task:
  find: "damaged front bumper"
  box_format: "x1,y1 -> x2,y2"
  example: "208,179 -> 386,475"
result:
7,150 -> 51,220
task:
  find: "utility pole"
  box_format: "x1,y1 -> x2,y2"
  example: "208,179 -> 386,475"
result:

########

▶ Problem requirements: Please copy the records above word for word, keeping every line and its indentation unchanged.

▶ Answer to the problem:
task:
  find: "damaged front bumper"
  box_format: "x1,y1 -> x2,y2"
  example: "208,179 -> 386,475"
result:
7,150 -> 51,220
task:
  find: "utility pole"
  box_format: "x1,y1 -> x2,y2"
  example: "208,179 -> 386,475"
result:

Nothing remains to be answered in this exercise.